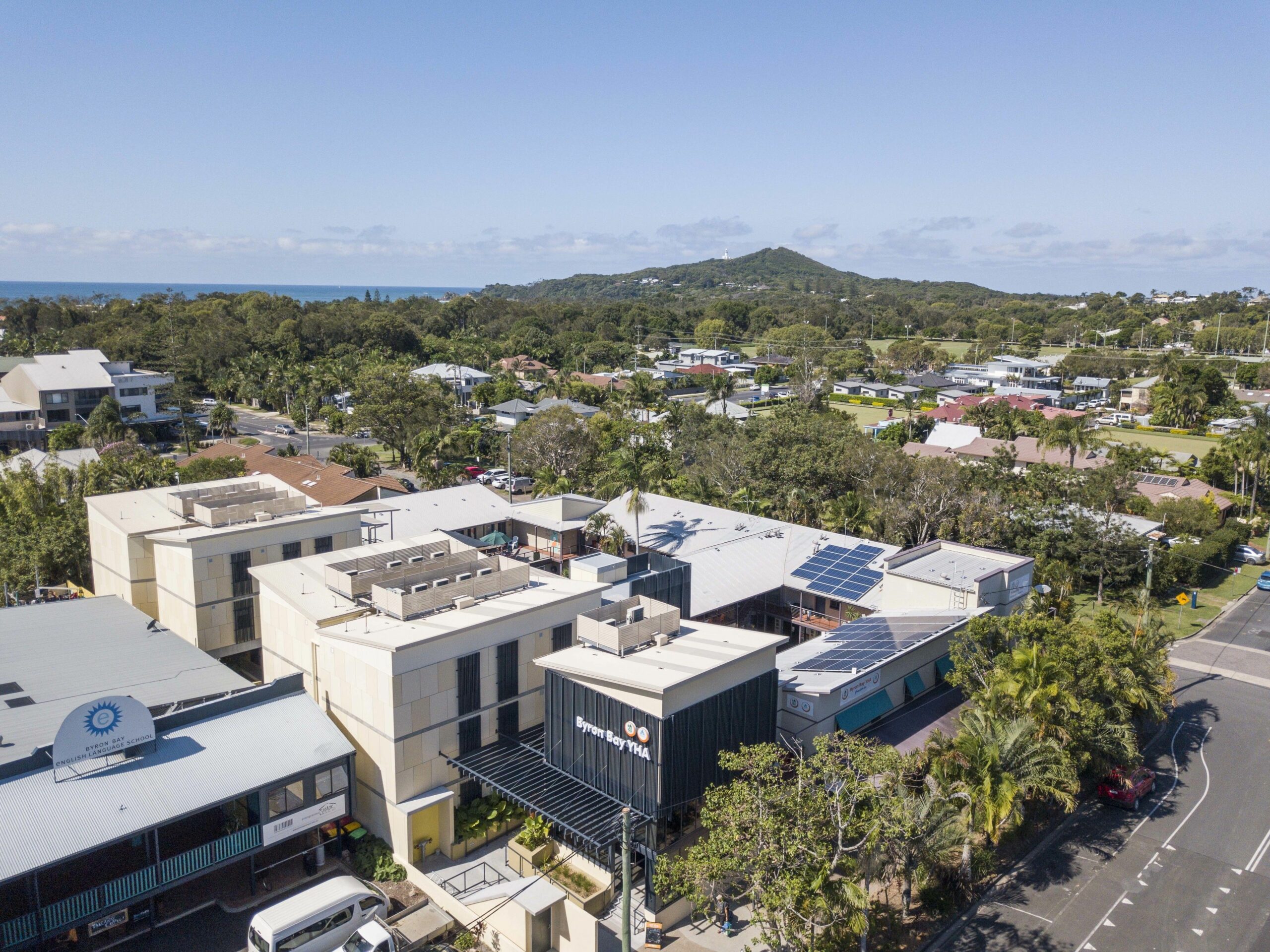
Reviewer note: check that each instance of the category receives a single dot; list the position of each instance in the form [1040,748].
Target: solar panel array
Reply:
[841,573]
[867,641]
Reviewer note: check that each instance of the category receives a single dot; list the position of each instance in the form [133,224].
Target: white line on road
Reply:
[1024,912]
[1208,782]
[1258,853]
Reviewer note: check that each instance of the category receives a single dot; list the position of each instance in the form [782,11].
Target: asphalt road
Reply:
[1187,873]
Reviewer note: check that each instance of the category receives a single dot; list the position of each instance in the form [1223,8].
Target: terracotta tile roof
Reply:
[329,484]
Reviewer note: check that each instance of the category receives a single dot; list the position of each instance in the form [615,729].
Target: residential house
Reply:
[1091,386]
[54,389]
[1137,396]
[182,554]
[325,483]
[457,378]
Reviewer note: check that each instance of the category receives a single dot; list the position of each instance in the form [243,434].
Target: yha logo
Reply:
[634,742]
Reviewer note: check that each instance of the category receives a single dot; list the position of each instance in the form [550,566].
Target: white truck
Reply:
[408,932]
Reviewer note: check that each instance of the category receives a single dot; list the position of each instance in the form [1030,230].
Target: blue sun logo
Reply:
[102,719]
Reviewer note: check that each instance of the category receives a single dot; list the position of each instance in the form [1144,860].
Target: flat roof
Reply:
[954,565]
[193,766]
[302,583]
[855,649]
[65,654]
[697,650]
[734,555]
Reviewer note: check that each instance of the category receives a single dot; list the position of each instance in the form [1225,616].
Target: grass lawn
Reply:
[1169,442]
[1182,621]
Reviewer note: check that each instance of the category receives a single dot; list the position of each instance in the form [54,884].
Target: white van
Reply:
[318,919]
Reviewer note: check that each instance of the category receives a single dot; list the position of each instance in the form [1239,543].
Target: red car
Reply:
[1127,789]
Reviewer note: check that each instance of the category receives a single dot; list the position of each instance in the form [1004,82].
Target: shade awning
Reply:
[861,714]
[915,685]
[518,771]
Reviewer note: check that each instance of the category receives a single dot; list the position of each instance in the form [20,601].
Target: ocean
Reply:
[23,290]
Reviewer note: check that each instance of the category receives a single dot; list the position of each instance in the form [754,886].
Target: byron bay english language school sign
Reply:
[101,728]
[634,743]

● ● ● ● ● ● ●

**Instructions to follow**: Would you give the records again exactly, dropping the pictures?

**Exercise output**:
Reviewer note: check that each instance of the category receives a single dot; list the position of each instance in the form [1040,748].
Target: solar panel array
Reply:
[841,573]
[867,641]
Reviewer note: check that each instance of the category receives a single dot; list the position of each instance in the form [133,224].
Target: white line on road
Reply:
[1024,912]
[1208,782]
[1258,853]
Reviewer note: check that each instance of the category receives a single dot; list the position of each instance in the form [782,11].
Target: asphalt road
Reply:
[1187,873]
Reviewer note: check that each instance of the category receives a single dot; list the position of each instance in the form [1223,8].
Target: terracotta tile roof
Reply:
[329,484]
Reviewer note: check that each instance of the category receives a single dot; list the position of each instance in the form [615,729].
Target: residential house
Reply:
[1091,386]
[54,389]
[1137,396]
[182,554]
[325,483]
[457,378]
Reviewer note: check that each instance of the category receives a single dot; list the position of each instance in the form [243,434].
Target: yha logo
Reply:
[634,742]
Reviewer note: check that each instance of the category receives a single dot; list the position of each instance in the form [550,566].
Target: white truck
Reply:
[408,932]
Reviewer note: check that each instance of the category receives a single dot; list the position of each instance in the form [1030,230].
Target: blue sun logo
Reply:
[102,719]
Reviewer note: check that each instance of the category receives a single dot; list the position of each instance in the form [1144,860].
Target: flat roof
Reply:
[954,565]
[193,766]
[302,583]
[855,649]
[65,654]
[697,650]
[734,555]
Reviewer note: check that each instance of the category receives a single dot; list the position of each instance in the form [1225,616].
Target: grass lawn
Reply:
[1169,442]
[1182,621]
Reviewer note: check that each instance of the category receives a single dot; list the position of each instance in the form [54,884].
Target: white van
Reply:
[318,919]
Reviewer note: check that each instance of the category receives a single dot; list the position of each instance in the form [1239,543].
Target: red car
Reply:
[1127,789]
Reviewer note: check that each instance of the category receives a single dot; list the position of each instance in the form [1004,82].
Target: shade awning
Reply:
[861,714]
[915,685]
[518,771]
Reviewer note: check that each instance of the category receives a single dot; list the position of each instance in the form [20,601].
Target: ocean
Reply:
[23,290]
Reviewer note: check that each instance of the category receives a single dot; list the position of each instance in the form [754,886].
Target: byron bay english language school sign
Reply:
[101,728]
[634,743]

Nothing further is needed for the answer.